▸ Fragmento
○ ○ ○ ○ ○

Pese al repudio de Walsh a sus relatos de Variaciones en rojo, es esa primera obra leída hoy la que señalará el rumbo de su escritura posterior, en un juego de espejos entre autor y personaje: su protagonista es Daniel Hernández, un corrector de pruebas que investiga crímenes, cuya identidad Walsh asumirá después como seudónimo periodístico. Sus relatos posteriores, reunidos en Los oficios terrestres y Un kilo de oro, desplazan la experiencia personal para indagar en algunos momentos de la historia argentina, como en su cuento “Esa mujer”, en el que da voz al coronel que sustrajo el cuerpo de Eva Perón, o en “Cartas y fotos”, en el que narra el enfrentamiento de clases en el ámbito rural durante el primer peronismo, los que son señalados como algunos de los mejores cuentos de la literatura argentina.

Su incursión en el periodismo se inicia con notas sobre literatura en la revista Leoplán, pero a partir de la segunda mitad de los años 50 empezó a escribir artículos misceláneos, los fait divers que eran el sello de la publicación. Walsh se interroga cada vez más por el heroísmo de los más desposeídos, desplegando sin contemplaciones su crítica contra las instituciones. A partir de la década del 60, sus reportajes se acercan más a la crónica documental. Narradas impecablemente, se hacen cargo de la palabra de los protagonistas buscando respetar su oralidad, el ritmo y la textura de sus frases para acercarse a la experiencia de la gente común.

○ ○ ○ ○ ○

▸ Instrucciones
a: En el fragmento sobre Walsh, ¿en qué revista empezó Walsh a publicar como periodista?
b: Escribe la continuación del fragmento sobre Walsh a partir de su última oración.
Para resolver esto no se necesitan los datos.

○ ○ ○ ○ ○

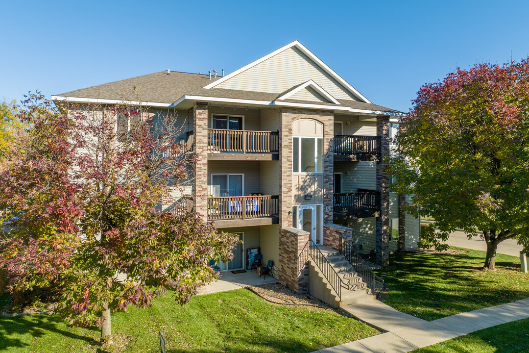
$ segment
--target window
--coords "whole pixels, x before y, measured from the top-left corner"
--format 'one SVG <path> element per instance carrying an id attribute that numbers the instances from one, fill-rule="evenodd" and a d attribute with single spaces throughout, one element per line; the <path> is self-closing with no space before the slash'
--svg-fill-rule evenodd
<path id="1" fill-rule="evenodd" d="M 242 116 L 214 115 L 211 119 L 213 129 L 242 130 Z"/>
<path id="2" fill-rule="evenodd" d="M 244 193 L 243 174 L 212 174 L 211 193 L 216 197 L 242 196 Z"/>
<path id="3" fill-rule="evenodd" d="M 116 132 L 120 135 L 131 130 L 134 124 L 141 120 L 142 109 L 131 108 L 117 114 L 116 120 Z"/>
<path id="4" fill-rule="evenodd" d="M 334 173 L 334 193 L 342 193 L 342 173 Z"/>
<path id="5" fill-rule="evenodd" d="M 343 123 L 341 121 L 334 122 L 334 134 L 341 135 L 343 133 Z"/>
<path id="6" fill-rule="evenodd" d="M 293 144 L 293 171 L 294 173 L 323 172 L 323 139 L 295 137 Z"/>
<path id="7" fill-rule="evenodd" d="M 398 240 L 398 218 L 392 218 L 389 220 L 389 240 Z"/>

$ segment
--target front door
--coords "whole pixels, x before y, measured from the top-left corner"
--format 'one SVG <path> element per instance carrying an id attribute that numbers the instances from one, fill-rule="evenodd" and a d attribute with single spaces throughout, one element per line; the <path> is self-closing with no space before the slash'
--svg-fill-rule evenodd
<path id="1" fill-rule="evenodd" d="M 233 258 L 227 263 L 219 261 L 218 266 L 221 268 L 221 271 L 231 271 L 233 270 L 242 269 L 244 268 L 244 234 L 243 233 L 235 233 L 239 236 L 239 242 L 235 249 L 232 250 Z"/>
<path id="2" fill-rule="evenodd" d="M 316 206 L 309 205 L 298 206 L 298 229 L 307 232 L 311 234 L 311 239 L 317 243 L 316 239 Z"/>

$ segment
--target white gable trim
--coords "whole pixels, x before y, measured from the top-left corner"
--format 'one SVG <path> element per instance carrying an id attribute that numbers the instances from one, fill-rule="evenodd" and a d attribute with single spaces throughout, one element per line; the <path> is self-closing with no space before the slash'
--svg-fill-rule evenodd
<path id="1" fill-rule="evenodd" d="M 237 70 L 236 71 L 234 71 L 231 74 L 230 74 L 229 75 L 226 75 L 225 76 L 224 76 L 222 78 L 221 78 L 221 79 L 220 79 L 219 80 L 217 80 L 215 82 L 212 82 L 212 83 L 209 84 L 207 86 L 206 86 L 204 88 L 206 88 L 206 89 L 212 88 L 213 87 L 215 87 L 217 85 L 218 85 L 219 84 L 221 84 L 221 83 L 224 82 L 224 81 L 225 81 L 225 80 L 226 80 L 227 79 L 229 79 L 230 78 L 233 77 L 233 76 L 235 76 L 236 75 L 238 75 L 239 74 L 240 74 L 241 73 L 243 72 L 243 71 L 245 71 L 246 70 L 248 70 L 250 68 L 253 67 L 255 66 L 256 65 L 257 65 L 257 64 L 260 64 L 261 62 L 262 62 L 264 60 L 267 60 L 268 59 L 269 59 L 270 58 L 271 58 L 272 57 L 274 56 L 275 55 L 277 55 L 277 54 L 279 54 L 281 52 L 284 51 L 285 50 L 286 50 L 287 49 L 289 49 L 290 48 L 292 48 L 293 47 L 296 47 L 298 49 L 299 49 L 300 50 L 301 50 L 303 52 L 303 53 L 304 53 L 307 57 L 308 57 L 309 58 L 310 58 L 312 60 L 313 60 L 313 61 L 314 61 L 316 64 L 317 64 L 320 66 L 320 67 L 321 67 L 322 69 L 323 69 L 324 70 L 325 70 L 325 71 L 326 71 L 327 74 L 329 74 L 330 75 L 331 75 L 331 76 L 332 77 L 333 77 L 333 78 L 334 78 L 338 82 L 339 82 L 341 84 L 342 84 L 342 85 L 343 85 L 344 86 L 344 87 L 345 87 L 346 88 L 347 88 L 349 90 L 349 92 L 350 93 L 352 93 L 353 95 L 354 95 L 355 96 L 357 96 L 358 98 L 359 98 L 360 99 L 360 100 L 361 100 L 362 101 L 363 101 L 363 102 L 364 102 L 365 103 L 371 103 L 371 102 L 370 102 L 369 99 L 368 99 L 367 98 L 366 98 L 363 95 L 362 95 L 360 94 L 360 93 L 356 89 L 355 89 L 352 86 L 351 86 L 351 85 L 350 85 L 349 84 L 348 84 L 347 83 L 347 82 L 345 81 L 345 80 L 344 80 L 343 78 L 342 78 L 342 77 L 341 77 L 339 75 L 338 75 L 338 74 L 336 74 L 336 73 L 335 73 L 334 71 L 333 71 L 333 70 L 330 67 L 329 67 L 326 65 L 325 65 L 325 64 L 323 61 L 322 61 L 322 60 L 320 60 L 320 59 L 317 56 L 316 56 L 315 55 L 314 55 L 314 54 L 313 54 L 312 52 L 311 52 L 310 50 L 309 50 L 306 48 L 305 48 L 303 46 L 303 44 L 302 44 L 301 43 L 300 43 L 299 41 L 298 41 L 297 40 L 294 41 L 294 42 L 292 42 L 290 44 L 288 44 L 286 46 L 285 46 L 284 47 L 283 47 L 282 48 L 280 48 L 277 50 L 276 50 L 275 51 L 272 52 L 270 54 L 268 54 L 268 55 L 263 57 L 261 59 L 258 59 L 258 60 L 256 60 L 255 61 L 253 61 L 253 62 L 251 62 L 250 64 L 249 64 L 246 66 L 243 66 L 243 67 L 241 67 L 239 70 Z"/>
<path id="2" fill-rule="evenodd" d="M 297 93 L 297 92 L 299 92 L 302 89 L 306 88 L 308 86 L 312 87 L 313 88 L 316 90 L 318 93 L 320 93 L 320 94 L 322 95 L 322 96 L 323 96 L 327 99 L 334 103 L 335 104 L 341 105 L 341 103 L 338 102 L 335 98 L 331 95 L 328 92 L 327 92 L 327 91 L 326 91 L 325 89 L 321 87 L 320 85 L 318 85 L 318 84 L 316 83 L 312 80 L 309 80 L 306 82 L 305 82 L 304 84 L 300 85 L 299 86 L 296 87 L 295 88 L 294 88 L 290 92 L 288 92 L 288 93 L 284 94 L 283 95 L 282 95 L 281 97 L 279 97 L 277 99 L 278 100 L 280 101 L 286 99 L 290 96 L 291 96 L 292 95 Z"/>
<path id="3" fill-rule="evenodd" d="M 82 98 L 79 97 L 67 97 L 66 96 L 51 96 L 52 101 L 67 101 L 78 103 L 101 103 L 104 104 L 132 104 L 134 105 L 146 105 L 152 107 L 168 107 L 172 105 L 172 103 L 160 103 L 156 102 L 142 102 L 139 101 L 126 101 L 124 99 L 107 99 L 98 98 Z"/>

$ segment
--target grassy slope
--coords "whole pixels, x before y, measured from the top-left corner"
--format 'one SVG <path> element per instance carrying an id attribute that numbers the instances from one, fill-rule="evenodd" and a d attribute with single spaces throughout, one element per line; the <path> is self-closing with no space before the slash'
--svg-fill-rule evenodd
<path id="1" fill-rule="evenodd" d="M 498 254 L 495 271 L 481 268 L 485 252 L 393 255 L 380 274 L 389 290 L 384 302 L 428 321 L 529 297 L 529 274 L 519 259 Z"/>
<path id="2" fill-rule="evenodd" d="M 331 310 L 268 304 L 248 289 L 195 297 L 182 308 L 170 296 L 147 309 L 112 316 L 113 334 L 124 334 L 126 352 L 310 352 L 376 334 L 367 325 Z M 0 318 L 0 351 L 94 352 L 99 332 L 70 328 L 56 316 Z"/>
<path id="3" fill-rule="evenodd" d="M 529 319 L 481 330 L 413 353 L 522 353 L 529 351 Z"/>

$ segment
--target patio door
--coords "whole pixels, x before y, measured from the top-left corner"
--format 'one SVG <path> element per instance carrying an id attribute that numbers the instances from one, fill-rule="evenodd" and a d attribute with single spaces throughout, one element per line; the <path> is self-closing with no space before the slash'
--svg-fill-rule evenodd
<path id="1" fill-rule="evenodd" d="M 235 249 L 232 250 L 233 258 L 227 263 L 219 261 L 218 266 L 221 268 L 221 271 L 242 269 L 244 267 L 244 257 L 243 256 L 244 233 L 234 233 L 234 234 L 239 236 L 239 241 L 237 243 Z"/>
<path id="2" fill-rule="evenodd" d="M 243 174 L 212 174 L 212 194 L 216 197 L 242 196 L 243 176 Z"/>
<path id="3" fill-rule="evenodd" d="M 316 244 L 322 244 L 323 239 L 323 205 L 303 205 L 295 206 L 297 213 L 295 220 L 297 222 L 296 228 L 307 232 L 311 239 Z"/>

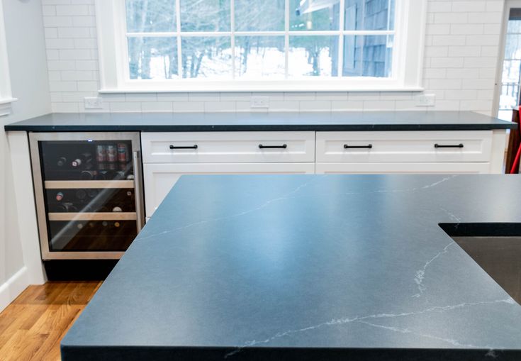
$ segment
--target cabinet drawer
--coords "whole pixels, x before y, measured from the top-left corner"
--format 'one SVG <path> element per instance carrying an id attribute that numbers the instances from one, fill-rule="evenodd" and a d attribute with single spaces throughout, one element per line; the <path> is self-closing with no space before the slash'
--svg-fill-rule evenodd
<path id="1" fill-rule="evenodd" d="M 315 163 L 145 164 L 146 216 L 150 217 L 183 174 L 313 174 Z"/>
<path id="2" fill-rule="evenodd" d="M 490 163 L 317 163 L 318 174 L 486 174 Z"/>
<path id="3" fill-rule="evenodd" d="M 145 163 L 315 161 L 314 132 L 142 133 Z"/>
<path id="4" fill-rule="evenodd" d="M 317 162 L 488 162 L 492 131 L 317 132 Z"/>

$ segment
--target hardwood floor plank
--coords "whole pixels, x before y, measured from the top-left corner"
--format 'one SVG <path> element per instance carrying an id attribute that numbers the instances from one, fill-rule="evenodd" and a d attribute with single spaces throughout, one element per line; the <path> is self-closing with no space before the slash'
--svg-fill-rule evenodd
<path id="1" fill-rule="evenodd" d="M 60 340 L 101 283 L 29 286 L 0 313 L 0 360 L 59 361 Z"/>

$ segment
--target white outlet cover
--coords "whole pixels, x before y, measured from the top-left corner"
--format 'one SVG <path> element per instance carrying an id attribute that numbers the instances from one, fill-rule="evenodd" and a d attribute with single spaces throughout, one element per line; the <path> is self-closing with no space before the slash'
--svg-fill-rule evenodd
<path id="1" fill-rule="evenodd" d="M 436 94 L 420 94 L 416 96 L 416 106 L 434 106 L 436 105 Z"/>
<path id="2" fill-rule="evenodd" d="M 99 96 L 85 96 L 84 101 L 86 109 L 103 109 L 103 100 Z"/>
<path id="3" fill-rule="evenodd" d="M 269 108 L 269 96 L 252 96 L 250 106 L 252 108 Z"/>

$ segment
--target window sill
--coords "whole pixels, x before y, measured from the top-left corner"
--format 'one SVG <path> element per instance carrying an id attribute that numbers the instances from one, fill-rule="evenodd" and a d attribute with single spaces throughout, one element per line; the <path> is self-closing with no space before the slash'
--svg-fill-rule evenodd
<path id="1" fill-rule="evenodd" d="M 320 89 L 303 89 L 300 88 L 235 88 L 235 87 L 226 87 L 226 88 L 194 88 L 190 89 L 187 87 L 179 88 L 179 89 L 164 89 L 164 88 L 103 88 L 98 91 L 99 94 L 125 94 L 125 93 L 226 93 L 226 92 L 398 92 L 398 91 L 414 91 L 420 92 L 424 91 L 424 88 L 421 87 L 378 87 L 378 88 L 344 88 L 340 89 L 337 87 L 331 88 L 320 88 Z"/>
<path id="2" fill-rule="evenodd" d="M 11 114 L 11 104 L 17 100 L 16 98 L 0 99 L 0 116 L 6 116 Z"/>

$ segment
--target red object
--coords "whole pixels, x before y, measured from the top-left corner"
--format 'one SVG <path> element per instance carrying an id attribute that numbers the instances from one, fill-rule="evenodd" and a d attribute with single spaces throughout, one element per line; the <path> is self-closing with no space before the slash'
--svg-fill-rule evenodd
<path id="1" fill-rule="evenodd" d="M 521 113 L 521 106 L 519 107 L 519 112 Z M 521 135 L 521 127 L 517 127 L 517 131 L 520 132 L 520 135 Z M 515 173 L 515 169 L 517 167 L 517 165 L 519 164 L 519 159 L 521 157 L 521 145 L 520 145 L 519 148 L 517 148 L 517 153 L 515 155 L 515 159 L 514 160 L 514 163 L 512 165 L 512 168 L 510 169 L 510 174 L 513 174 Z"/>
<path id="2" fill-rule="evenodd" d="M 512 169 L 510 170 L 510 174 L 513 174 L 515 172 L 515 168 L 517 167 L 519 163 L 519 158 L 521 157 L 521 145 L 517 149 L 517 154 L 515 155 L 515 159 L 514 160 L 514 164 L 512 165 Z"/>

○ ○ ○ ○ ○

▸ Respuestas
a: En la revista Leoplán, con notas sobre literatura.

b:
En 1968, Walsh asiste al Congreso Cultural de La Habana. A su regreso, pasa por Madrid, donde el mismísimo Perón le presenta al líder sindical Raimundo Ongaro. Así, se involucra en la dirección del Semanario CGT de los argentinos, en el que publicará varias investigaciones entre ellas la que dio origen a su libro ¿Quién mató a Rosendo? —, en una pulsión de trabajo que nunca se detiene, como sus colaboraciones para los diarios La Opinión, Siete Días y artículos para la revista Panorama.

En diciembre de 1970, Walsh viaja a Chile. El recién asumido gobierno de Salvador Allende firma la nacionalización del cobre en un ambiente enrarecido luego del asesinato del comandante en jefe del Ejército, René Schneider, por un grupo de civiles y militares de ultraderecha. Walsh se mueve por el centro de Santiago escuchando, anotando lo que luego nutrirá la crónica “La muerte de la anaconda”, publicada en Panorama en diciembre de ese año. En ella, despliega con precisión los antecedentes históricos, políticos y económicos de la resolución del Estado chileno. Operación que fue considerada como una afrenta por las empresas cupríferas, de gran “potencial económico muy superior al de muchos países latinoamericanos con bandera y con ejército”, aclara Walsh, que “sirve para dar una idea del enemigo que se ha echado encima el nuevo gobierno chileno”. También entrevista al ministro de Economía de Allende, Pedro Vuskovic, el encargado de “pilotear las experiencias definitorias del flamante gobierno chileno”.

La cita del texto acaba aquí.